Exercise task ->
Render the material as a numbered list, without blank lines or pictures, starting at its first line and ending after the line that contains "x=579 y=205".

***** Entries shown *****

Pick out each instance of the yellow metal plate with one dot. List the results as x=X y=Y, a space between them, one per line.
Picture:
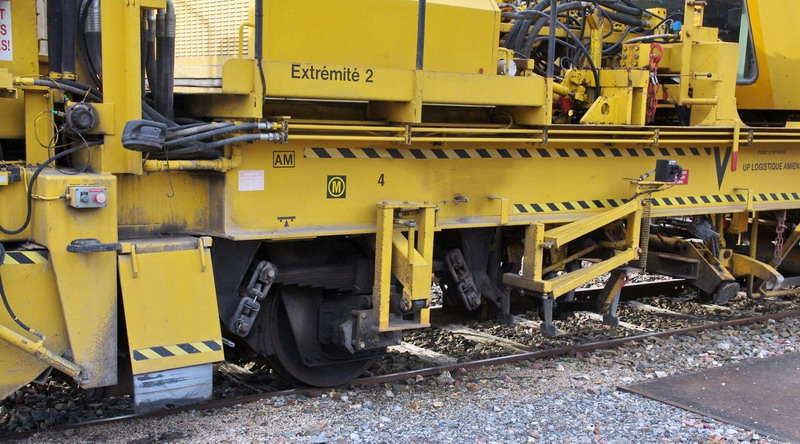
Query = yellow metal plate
x=170 y=304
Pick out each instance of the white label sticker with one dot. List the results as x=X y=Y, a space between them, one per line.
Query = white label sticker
x=251 y=180
x=5 y=31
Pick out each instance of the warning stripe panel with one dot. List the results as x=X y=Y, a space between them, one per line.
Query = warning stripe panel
x=167 y=351
x=26 y=257
x=496 y=153
x=579 y=205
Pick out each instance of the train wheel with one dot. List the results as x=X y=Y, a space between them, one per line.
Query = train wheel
x=285 y=356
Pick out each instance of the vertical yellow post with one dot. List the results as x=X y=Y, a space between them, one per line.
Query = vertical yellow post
x=427 y=222
x=121 y=82
x=383 y=266
x=753 y=250
x=39 y=130
x=533 y=253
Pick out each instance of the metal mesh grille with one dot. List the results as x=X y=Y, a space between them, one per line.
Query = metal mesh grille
x=210 y=27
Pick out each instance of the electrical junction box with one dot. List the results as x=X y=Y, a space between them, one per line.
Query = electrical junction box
x=87 y=197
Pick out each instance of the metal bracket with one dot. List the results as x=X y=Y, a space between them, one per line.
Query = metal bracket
x=504 y=208
x=91 y=245
x=537 y=239
x=407 y=257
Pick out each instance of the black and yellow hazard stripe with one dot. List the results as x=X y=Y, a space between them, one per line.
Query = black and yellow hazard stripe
x=26 y=257
x=709 y=199
x=577 y=205
x=772 y=197
x=167 y=351
x=497 y=153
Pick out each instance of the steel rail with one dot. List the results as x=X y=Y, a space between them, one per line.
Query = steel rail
x=382 y=379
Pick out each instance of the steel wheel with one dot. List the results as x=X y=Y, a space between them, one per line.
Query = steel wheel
x=285 y=354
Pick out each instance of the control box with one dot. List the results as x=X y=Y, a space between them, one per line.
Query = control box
x=87 y=197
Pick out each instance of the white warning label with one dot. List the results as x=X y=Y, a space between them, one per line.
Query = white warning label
x=251 y=180
x=5 y=30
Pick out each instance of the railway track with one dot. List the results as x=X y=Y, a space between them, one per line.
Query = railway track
x=426 y=361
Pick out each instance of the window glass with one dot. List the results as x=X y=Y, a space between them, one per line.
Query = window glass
x=733 y=22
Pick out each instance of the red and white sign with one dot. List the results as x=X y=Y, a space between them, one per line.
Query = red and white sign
x=5 y=31
x=684 y=179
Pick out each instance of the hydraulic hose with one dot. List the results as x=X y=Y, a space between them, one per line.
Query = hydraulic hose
x=165 y=59
x=89 y=26
x=259 y=43
x=197 y=128
x=10 y=311
x=551 y=39
x=627 y=19
x=150 y=55
x=69 y=19
x=619 y=7
x=216 y=132
x=534 y=32
x=272 y=137
x=575 y=38
x=67 y=88
x=55 y=10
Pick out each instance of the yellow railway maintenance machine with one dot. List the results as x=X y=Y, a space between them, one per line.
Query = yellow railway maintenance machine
x=183 y=176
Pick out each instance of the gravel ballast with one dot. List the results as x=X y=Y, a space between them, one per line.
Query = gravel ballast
x=572 y=399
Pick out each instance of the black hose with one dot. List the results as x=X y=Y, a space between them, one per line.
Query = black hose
x=619 y=7
x=68 y=88
x=89 y=41
x=156 y=116
x=579 y=45
x=150 y=58
x=165 y=60
x=212 y=133
x=618 y=44
x=55 y=10
x=259 y=43
x=196 y=128
x=626 y=19
x=215 y=145
x=69 y=20
x=11 y=313
x=551 y=39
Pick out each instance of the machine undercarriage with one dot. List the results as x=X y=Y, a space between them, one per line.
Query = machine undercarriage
x=178 y=188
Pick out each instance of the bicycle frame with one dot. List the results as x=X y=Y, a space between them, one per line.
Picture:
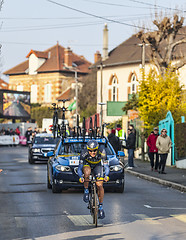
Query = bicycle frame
x=93 y=201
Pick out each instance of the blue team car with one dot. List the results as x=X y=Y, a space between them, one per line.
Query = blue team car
x=63 y=164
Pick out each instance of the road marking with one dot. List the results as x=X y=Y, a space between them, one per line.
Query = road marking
x=181 y=218
x=147 y=219
x=148 y=206
x=81 y=220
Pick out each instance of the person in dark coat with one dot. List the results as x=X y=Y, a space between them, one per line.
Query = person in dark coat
x=130 y=145
x=153 y=151
x=114 y=140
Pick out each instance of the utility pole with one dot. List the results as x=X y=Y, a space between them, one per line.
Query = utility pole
x=76 y=92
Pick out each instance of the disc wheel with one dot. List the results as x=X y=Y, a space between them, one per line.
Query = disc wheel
x=95 y=208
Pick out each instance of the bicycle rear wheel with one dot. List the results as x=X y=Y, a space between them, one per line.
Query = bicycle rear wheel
x=95 y=207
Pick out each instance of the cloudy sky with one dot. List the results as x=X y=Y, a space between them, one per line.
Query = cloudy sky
x=39 y=24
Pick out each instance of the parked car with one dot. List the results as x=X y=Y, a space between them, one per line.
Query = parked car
x=41 y=144
x=63 y=164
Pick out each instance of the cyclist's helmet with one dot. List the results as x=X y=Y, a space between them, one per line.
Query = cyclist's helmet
x=92 y=145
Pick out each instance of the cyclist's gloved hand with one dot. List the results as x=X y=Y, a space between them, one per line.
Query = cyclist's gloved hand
x=106 y=178
x=81 y=180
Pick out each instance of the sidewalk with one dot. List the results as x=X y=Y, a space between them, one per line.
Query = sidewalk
x=175 y=177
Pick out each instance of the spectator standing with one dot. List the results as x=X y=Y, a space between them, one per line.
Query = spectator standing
x=17 y=131
x=153 y=151
x=163 y=144
x=12 y=132
x=130 y=145
x=28 y=134
x=115 y=141
x=131 y=127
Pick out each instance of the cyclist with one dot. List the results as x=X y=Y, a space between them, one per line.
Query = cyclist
x=93 y=159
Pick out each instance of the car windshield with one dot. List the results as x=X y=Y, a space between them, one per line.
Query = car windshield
x=72 y=148
x=78 y=147
x=45 y=140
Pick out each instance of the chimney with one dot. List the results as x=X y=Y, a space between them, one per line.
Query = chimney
x=97 y=56
x=68 y=57
x=105 y=42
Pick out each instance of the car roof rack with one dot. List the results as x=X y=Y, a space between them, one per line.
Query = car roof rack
x=78 y=133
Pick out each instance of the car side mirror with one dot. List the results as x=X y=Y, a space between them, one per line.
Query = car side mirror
x=49 y=154
x=121 y=153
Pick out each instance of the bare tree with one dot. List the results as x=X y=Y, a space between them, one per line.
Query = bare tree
x=163 y=43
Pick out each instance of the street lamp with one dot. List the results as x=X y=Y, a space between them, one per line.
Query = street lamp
x=74 y=69
x=101 y=113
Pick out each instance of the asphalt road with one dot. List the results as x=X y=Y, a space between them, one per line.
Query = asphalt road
x=28 y=210
x=15 y=109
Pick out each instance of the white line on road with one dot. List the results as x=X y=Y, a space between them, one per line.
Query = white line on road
x=148 y=206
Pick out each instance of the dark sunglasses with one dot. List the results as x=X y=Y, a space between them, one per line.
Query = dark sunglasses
x=93 y=150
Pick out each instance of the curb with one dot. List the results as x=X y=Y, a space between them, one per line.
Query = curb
x=177 y=186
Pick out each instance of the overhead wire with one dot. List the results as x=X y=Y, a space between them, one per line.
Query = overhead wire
x=100 y=17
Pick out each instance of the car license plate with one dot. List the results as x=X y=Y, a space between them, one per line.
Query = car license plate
x=74 y=162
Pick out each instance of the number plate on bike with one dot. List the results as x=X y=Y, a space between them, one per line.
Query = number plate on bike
x=74 y=162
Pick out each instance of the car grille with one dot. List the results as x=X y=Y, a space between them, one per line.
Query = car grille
x=45 y=150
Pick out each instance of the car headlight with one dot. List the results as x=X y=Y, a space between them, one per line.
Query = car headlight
x=36 y=150
x=115 y=168
x=63 y=168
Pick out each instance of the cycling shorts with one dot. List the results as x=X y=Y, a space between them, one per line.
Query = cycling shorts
x=96 y=170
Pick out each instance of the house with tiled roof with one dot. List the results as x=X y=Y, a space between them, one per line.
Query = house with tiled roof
x=119 y=74
x=47 y=74
x=3 y=84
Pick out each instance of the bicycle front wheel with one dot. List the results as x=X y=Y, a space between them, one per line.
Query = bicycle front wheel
x=95 y=207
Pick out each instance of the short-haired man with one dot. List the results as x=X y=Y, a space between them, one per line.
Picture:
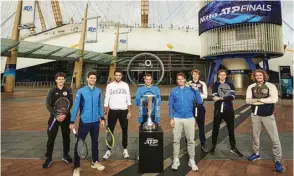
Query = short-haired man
x=199 y=109
x=118 y=104
x=62 y=120
x=223 y=93
x=262 y=114
x=181 y=101
x=89 y=101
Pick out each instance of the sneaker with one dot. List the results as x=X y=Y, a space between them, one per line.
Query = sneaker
x=236 y=152
x=193 y=165
x=204 y=148
x=47 y=163
x=176 y=164
x=76 y=172
x=107 y=154
x=97 y=165
x=67 y=159
x=126 y=154
x=254 y=157
x=212 y=150
x=278 y=166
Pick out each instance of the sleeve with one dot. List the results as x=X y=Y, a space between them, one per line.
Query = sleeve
x=49 y=102
x=129 y=102
x=107 y=96
x=70 y=98
x=197 y=96
x=273 y=96
x=100 y=106
x=138 y=97
x=249 y=95
x=204 y=88
x=171 y=102
x=75 y=108
x=232 y=94
x=214 y=90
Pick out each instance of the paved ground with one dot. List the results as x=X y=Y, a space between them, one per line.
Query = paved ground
x=23 y=142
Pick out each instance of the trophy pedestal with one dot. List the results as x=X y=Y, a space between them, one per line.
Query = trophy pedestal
x=151 y=151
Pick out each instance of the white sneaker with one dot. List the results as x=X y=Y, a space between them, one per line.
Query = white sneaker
x=98 y=166
x=193 y=165
x=176 y=164
x=107 y=154
x=126 y=154
x=76 y=172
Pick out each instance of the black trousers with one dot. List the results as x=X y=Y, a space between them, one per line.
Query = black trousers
x=229 y=117
x=53 y=133
x=121 y=115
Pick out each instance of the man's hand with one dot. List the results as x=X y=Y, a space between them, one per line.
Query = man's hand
x=129 y=115
x=72 y=126
x=102 y=123
x=172 y=123
x=61 y=118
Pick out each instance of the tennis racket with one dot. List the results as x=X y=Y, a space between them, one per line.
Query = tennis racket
x=109 y=140
x=61 y=107
x=82 y=148
x=224 y=90
x=259 y=91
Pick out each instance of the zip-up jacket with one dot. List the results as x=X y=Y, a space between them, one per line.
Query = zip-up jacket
x=181 y=102
x=155 y=103
x=54 y=94
x=89 y=101
x=268 y=108
x=227 y=101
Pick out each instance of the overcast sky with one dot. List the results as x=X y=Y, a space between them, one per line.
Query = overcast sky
x=177 y=12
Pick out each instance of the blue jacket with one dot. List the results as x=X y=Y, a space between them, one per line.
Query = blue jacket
x=89 y=101
x=228 y=105
x=181 y=102
x=156 y=103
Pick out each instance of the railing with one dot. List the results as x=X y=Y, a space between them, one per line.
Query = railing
x=35 y=84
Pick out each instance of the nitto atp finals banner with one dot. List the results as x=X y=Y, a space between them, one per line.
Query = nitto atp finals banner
x=223 y=13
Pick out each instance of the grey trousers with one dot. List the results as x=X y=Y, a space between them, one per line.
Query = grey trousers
x=270 y=126
x=189 y=128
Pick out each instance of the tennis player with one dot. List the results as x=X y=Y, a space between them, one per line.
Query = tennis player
x=263 y=115
x=63 y=121
x=223 y=93
x=89 y=101
x=181 y=101
x=117 y=105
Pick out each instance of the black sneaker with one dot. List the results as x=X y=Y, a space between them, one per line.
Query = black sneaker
x=204 y=148
x=47 y=163
x=212 y=150
x=67 y=159
x=236 y=152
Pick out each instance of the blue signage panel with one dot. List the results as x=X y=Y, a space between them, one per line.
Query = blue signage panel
x=223 y=13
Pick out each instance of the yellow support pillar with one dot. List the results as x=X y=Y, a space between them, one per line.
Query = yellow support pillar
x=78 y=69
x=10 y=67
x=112 y=67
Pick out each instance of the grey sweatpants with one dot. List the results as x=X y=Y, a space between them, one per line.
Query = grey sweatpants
x=270 y=126
x=188 y=125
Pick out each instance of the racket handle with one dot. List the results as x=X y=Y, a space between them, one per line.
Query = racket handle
x=74 y=131
x=52 y=124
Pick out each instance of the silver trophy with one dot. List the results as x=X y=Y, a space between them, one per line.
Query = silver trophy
x=149 y=125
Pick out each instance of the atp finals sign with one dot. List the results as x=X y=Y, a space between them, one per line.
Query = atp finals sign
x=223 y=13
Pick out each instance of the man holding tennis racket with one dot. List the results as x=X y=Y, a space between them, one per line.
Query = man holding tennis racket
x=60 y=96
x=262 y=96
x=89 y=101
x=223 y=94
x=181 y=101
x=117 y=105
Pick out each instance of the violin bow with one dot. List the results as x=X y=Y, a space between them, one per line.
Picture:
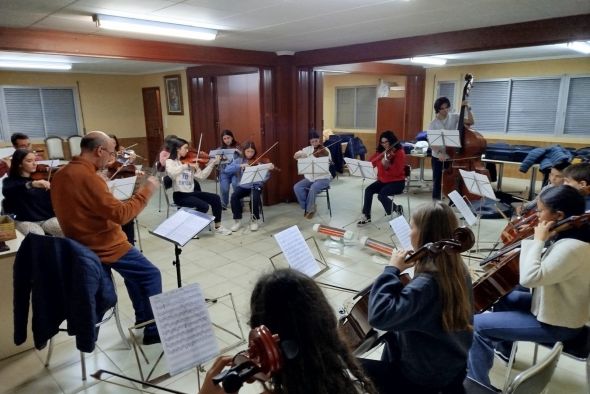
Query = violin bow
x=265 y=152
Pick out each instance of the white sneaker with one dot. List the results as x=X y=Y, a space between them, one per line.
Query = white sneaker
x=254 y=225
x=236 y=226
x=222 y=231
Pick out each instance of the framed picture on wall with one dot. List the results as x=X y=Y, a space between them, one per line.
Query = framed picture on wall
x=173 y=94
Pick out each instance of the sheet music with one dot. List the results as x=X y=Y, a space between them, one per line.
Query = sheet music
x=313 y=165
x=353 y=166
x=402 y=229
x=122 y=188
x=462 y=207
x=478 y=184
x=297 y=251
x=185 y=328
x=6 y=152
x=444 y=138
x=183 y=226
x=367 y=170
x=257 y=173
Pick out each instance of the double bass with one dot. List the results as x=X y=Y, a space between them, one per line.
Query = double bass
x=468 y=156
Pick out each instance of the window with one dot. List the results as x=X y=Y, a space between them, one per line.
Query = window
x=447 y=89
x=548 y=105
x=356 y=108
x=38 y=112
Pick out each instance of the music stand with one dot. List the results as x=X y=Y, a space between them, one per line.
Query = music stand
x=180 y=228
x=258 y=173
x=314 y=166
x=479 y=185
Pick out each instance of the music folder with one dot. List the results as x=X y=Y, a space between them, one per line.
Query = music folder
x=183 y=226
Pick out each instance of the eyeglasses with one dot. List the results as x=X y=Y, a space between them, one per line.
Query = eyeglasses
x=113 y=153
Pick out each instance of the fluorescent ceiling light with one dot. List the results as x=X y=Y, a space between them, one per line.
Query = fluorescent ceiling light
x=331 y=71
x=34 y=65
x=153 y=27
x=436 y=61
x=579 y=46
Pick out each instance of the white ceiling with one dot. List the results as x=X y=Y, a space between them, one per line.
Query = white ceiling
x=293 y=25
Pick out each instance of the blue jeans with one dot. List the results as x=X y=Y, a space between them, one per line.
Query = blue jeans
x=306 y=190
x=142 y=279
x=224 y=181
x=503 y=327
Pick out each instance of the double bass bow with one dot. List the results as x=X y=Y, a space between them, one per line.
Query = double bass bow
x=468 y=156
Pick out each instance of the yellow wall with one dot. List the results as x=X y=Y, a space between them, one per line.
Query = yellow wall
x=578 y=66
x=111 y=103
x=333 y=81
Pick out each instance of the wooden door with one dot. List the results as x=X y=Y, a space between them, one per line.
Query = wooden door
x=154 y=128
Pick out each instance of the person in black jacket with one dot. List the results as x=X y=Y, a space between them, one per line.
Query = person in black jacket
x=428 y=321
x=29 y=200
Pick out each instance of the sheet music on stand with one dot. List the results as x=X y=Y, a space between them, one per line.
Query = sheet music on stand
x=478 y=184
x=257 y=173
x=297 y=252
x=360 y=168
x=313 y=166
x=185 y=328
x=182 y=226
x=401 y=229
x=122 y=188
x=227 y=153
x=444 y=138
x=463 y=207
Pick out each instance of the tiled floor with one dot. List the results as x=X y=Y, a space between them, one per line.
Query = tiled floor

*****

Written response ->
1. Pick out each instance of the yellow metal plate with one dot. List the results as x=X y=Y, a space between them, one per line.
2. Picture:
3. Query = yellow metal plate
4. x=170 y=304
5. Pick out each instance of the white label sticker with one dot. List the results as x=X y=Y, a space between them, one per line.
6. Query = white label sticker
7. x=251 y=180
8. x=5 y=31
9. Pick out each instance of the warning stripe panel with one dot. List the results as x=X y=Y, a space between them, one per line.
10. Query = warning stripe panel
11. x=167 y=351
12. x=26 y=257
13. x=496 y=153
14. x=579 y=205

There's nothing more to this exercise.